__TEXT EXCERPT__.
    • involve one or more of the form, content, and function of language in communication; and
    • include one or more of: language delay; dysfluency; voice and articulation development, which may or may not be organically or functionally based.
  • Speech impairment: A disorder in language formulation that may be associated with neurological, psychological, physical, or sensory factors; that involves perceptual motor aspects of transmitting oral messages; and that may be characterized by impairment in articulation, rhythm, and stress.
  • Learning disability: One of a number of neurodevelopmental disorders that persistently and significantly has an impact on the ability to learn and use academic and other skills and that:
    • affects the ability to perceive or process verbal or non-verbal information in an effective and accurate manner in students who have assessed intellectual abilities that are at least in the average range;
    • results in (a) academic underachievement that is inconsistent with the intellectual abilities of the student (which are at least in the average range), and/or (b) academic achievement that can be maintained by the student only with extremely high levels of effort and/or with additional support;
    • results in difficulties in the development and use of skills in one or more of the following areas: reading, writing, mathematics, and work habits and learning skills;
    • may typically be associated with difficulties in one or more cognitive processes, such as phonological processing; memory and attention; processing speed; perceptual-motor processing; visual-spatial processing; executive functions (e.g., self-regulation of behaviour and emotions, planning, organizing of thoughts and activities, prioritizing, decision making);
    • may be associated with difficulties in social interaction (e.g., difficulty in understanding social norms or the point of view of others); with various other conditions or disorders, diagnosed or undiagnosed; or with other exceptionalities;
    • is not the result of a lack of acuity in hearing and/or vision that has not been corrected; intellectual disabilities; socio-economic factors; cultural differences; lack of proficiency in the language of instruction; lack of motivation or effort; gaps in school attendance or inadequate opportunity to benefit from instruction.


  • Giftedness: An unusually advanced degree of general intellectual ability that requires differentiated learning experiences of a depth and breadth beyond those normally provided in the regular school program to satisfy the level of educational potential indicated.

__DATASET ENTRIES__.
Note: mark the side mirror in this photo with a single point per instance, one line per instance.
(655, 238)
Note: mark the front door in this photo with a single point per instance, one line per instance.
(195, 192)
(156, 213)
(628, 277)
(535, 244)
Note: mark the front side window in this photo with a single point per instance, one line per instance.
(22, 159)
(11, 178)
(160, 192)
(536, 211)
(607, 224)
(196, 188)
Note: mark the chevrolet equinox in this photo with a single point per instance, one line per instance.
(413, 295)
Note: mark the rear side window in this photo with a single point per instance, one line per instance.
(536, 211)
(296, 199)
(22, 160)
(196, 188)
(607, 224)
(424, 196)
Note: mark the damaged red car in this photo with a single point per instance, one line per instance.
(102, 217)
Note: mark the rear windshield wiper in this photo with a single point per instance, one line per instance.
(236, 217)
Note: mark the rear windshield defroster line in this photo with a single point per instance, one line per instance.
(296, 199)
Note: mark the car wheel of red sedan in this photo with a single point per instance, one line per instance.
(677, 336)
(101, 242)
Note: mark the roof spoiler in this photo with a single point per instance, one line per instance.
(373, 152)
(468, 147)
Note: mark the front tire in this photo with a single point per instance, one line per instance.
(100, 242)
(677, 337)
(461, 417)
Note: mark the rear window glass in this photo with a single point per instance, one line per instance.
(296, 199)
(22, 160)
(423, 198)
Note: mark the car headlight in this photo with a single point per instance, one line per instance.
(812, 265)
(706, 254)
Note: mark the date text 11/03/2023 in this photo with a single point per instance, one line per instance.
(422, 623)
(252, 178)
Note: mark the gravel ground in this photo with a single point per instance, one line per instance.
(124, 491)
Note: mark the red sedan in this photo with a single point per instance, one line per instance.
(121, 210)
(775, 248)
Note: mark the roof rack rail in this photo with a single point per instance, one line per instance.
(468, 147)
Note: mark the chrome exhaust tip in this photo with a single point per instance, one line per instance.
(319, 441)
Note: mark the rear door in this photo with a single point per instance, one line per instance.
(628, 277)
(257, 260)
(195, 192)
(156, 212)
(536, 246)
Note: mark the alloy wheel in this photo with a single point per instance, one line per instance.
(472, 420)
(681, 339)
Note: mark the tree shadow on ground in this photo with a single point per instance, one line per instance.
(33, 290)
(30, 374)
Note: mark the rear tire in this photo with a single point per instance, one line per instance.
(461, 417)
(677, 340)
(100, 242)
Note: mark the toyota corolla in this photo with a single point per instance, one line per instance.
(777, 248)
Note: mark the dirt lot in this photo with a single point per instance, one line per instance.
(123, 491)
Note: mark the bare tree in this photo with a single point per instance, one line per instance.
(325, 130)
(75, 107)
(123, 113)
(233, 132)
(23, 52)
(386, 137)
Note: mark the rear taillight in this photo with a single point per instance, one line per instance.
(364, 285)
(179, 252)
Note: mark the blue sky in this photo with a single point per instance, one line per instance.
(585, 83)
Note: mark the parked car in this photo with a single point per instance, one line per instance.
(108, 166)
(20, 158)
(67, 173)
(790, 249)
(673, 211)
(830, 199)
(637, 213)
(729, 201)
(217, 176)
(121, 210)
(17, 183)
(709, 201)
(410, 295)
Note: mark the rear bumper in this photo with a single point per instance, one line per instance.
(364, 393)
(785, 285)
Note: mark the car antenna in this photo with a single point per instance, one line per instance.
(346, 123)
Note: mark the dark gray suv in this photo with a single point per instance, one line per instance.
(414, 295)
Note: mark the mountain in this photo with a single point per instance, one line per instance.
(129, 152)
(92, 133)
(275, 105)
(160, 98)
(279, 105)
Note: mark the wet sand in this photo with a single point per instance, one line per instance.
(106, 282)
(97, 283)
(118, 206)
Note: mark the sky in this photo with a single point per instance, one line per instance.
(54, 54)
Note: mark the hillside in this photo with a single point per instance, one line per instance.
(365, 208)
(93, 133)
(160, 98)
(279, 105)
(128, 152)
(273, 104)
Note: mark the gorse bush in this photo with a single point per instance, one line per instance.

__WHAT THE TASK ASKS__.
Answer these from the definitions excerpt:
1. Impairment in which three things may characterize a speech impairment?
2. In which areas of skill does a learning disability cause difficulties?
3. What kind of learning experiences does giftedness require?

__RESPONSE TO THIS TASK__.
1. Articulation, rhythm, and stress.
2. Reading, writing, mathematics, and work habits and learning skills.
3. Differentiated learning experiences of a depth and breadth beyond those normally provided in the regular school program.